[Named-object pointing records]
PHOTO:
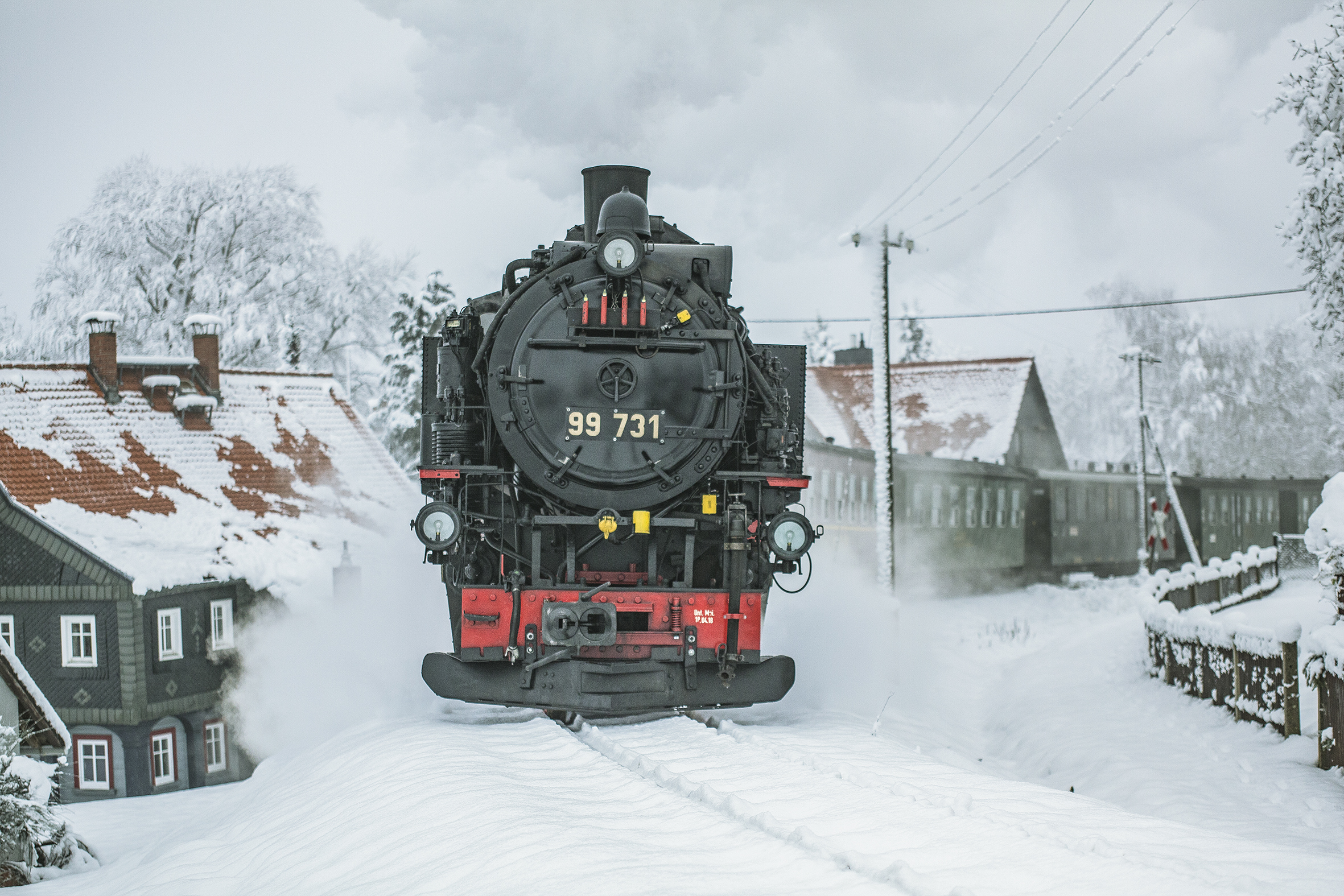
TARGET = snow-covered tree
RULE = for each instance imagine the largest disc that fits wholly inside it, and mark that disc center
(26, 794)
(395, 410)
(822, 344)
(158, 245)
(1315, 228)
(1223, 400)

**WHAT IS BEING ASKED**
Quote every line of the records above word for word, leaving the pictures out.

**RESULT FOR THIS EXERCISE**
PHOTO:
TARGET = snow-covered tree
RULE = for each instance imagine the largest disc that fits wholly inside it, and mark that disc center
(26, 794)
(395, 410)
(822, 344)
(158, 245)
(1315, 228)
(1223, 400)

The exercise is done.